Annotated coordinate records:
***

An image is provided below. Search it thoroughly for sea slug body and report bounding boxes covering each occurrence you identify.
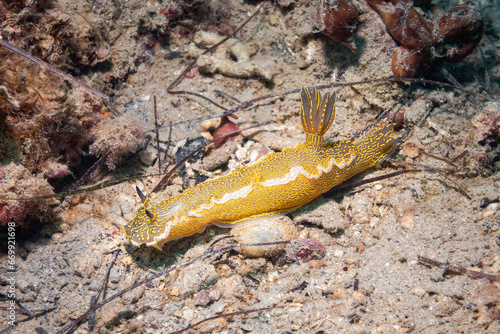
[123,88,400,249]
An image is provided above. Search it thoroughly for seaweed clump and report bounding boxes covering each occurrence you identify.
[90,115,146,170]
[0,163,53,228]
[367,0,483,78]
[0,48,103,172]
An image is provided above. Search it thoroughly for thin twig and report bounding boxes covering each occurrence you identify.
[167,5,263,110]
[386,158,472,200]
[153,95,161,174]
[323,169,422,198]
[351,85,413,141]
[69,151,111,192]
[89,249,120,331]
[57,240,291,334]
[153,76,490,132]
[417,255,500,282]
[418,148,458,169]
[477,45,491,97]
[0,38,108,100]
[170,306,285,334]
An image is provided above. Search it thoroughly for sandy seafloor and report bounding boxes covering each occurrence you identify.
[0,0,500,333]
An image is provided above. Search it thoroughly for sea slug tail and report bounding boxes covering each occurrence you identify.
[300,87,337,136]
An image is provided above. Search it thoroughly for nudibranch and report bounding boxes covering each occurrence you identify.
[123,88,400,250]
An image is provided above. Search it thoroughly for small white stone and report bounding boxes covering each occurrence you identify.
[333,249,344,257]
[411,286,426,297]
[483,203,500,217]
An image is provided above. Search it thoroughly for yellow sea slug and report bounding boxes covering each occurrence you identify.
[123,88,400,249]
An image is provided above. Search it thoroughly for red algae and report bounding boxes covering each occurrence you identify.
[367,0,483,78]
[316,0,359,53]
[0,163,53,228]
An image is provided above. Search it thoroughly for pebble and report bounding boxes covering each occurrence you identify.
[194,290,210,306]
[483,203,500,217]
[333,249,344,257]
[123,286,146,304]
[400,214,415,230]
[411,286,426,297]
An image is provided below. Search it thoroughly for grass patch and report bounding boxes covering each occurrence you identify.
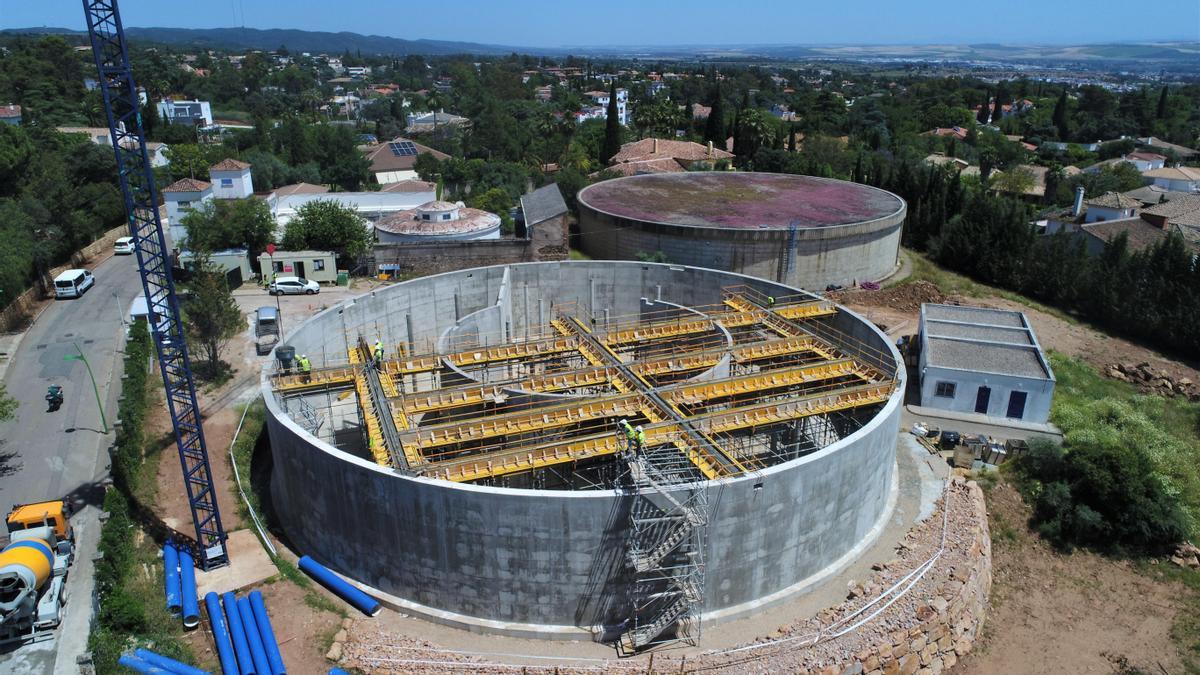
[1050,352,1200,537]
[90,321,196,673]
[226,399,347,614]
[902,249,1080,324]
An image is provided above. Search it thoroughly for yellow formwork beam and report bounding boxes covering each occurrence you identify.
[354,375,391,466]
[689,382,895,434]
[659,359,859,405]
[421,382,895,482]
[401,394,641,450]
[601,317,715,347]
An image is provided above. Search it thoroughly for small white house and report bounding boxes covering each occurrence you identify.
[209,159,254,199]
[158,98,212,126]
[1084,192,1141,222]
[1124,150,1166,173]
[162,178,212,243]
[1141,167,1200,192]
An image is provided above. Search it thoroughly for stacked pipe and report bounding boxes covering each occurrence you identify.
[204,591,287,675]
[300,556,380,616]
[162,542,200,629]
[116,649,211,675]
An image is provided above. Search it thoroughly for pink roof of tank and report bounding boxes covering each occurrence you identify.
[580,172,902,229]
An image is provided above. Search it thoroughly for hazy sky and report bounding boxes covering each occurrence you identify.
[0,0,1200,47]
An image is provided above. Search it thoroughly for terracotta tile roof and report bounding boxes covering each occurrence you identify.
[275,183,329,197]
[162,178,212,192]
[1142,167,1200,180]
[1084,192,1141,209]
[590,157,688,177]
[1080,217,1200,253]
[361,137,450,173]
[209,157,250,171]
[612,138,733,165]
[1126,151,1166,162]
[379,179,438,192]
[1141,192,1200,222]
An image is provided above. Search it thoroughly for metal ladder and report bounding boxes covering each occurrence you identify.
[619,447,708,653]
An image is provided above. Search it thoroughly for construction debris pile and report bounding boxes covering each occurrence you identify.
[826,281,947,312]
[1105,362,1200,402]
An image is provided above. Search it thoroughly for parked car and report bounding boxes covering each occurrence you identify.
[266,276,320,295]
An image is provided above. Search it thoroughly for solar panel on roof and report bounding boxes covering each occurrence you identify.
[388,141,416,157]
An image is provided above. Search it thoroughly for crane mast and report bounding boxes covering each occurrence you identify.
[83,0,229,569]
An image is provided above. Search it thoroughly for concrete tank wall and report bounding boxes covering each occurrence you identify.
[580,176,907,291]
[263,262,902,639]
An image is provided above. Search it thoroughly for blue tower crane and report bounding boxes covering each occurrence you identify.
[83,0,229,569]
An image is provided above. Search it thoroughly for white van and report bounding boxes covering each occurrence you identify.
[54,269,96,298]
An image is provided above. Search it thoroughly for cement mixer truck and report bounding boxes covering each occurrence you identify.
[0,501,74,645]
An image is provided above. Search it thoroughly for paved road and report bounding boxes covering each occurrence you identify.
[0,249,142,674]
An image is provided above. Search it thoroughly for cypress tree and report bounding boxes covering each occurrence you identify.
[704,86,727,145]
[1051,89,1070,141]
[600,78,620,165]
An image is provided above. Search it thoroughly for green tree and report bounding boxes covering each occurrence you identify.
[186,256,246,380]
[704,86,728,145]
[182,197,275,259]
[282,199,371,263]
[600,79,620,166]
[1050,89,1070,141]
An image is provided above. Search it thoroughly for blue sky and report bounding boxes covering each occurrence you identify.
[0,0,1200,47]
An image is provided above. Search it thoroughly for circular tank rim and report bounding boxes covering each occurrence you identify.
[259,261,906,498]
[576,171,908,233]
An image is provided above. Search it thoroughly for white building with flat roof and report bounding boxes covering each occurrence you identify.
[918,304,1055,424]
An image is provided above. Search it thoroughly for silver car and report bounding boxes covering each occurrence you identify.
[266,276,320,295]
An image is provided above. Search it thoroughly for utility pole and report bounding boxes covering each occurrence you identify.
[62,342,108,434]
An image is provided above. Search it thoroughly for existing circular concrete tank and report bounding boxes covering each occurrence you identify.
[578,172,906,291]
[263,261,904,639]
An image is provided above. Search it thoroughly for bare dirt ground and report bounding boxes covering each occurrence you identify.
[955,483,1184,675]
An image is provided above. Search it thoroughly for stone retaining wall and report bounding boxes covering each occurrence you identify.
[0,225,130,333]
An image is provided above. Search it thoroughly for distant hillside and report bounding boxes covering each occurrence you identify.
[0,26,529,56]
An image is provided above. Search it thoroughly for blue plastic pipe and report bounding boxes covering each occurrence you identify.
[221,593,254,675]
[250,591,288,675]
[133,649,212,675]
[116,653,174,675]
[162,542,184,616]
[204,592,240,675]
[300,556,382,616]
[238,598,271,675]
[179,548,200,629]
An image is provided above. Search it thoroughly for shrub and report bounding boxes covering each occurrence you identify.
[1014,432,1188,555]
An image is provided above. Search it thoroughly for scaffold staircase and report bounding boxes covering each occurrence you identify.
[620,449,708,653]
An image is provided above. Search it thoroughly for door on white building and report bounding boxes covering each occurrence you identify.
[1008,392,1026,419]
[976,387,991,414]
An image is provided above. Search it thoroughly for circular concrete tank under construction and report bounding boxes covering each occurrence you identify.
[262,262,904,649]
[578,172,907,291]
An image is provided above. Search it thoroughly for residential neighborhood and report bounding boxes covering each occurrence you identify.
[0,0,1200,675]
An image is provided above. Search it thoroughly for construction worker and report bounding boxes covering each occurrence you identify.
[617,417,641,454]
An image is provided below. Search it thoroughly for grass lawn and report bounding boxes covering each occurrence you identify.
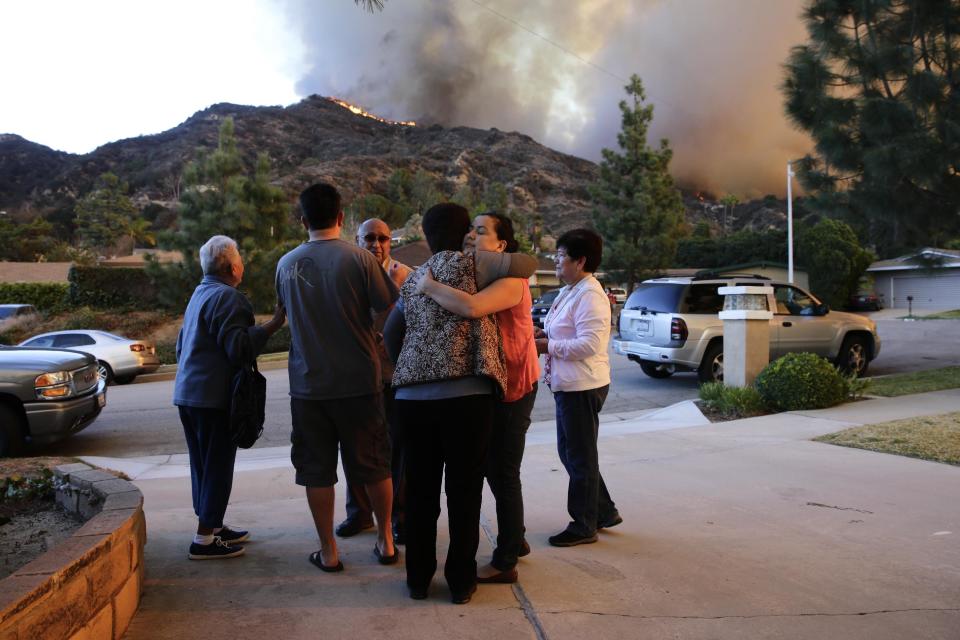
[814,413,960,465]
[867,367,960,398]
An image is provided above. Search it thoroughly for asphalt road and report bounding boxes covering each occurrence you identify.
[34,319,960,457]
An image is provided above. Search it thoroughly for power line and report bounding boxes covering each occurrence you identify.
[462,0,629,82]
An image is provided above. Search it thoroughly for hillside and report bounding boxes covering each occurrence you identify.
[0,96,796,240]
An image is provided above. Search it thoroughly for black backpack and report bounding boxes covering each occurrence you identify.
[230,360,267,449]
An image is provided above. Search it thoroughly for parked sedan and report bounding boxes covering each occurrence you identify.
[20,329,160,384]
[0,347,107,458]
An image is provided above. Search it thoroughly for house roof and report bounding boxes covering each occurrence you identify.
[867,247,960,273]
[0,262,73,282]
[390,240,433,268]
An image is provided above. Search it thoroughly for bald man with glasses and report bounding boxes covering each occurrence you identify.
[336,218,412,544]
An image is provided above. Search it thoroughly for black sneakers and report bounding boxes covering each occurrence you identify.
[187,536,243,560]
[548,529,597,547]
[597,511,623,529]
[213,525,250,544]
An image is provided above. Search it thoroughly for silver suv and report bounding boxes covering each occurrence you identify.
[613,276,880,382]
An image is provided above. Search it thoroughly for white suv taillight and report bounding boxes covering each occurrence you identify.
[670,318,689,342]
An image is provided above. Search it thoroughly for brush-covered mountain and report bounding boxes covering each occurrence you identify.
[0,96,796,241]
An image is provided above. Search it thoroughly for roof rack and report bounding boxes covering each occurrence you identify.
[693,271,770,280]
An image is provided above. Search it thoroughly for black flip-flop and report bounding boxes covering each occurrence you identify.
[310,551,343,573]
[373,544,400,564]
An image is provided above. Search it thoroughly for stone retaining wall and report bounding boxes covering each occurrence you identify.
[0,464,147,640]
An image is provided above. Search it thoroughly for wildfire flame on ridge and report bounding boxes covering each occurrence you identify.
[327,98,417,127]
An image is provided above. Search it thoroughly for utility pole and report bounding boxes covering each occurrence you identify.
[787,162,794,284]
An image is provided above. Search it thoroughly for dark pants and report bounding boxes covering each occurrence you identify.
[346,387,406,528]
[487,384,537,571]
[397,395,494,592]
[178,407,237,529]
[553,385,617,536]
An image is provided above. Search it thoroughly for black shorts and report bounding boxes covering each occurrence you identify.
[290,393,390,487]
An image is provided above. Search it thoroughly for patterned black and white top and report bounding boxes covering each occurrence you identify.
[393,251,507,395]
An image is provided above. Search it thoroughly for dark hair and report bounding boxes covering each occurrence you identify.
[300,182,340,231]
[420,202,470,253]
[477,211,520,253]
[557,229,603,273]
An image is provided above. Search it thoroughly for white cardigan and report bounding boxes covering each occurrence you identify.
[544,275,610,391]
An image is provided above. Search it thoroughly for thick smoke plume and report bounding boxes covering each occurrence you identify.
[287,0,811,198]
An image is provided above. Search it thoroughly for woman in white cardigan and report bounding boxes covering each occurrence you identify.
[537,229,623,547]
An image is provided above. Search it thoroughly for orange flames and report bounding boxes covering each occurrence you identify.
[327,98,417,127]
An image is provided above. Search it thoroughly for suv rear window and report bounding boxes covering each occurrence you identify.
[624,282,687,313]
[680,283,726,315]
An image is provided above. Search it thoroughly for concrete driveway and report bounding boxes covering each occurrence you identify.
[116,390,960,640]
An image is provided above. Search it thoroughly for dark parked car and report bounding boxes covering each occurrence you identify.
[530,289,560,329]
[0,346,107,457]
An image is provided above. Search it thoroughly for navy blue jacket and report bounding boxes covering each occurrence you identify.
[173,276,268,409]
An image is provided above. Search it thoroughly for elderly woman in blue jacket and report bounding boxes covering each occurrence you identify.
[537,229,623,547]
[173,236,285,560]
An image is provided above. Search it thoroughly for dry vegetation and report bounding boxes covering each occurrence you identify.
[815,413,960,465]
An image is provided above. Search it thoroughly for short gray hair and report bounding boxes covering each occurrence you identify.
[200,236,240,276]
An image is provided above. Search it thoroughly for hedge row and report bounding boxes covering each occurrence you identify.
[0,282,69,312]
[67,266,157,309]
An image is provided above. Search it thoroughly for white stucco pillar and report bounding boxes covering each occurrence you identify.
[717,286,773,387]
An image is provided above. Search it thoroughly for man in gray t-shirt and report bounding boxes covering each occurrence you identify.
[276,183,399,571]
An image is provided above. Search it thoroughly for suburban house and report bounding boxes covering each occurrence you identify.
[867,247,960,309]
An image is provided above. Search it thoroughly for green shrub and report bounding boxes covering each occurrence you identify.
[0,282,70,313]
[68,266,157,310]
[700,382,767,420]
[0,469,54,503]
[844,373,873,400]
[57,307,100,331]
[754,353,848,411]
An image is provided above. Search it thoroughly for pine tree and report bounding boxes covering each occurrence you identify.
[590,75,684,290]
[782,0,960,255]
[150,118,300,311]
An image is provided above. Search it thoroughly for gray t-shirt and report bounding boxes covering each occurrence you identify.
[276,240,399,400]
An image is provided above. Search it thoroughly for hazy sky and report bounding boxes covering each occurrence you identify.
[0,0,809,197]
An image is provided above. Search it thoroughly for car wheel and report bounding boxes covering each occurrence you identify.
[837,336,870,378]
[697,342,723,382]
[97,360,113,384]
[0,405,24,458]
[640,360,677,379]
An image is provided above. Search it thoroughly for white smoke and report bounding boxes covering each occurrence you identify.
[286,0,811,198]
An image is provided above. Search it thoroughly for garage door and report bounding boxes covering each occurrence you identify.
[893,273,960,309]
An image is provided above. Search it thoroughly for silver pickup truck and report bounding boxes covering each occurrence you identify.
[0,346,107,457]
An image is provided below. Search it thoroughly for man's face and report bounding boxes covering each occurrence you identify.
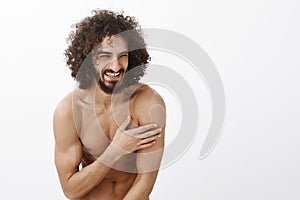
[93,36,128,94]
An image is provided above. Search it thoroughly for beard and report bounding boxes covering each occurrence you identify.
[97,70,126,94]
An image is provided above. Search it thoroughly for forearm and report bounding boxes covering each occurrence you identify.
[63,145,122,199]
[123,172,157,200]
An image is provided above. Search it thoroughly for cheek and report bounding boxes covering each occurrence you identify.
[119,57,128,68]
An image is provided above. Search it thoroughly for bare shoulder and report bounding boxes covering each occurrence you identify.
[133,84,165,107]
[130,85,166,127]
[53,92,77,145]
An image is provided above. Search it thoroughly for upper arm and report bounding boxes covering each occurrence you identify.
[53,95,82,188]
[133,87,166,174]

***

Exercise brief>
Pull out every line of the material above that contains the word "gray", treating uppercase and lowercase as different.

Answer to the exercise>
An image is provided above. Search it thoroughly for short gray hair and report bounding boxes covering each occurrence you identify.
An image is provided above. Search it thoroughly for man in gray t-shirt and report bounding boxes covering each occurrence you identify.
An image is provided above. Search it thoroughly for gray t-shirt and report bounding boxes covering each occurrence you identify.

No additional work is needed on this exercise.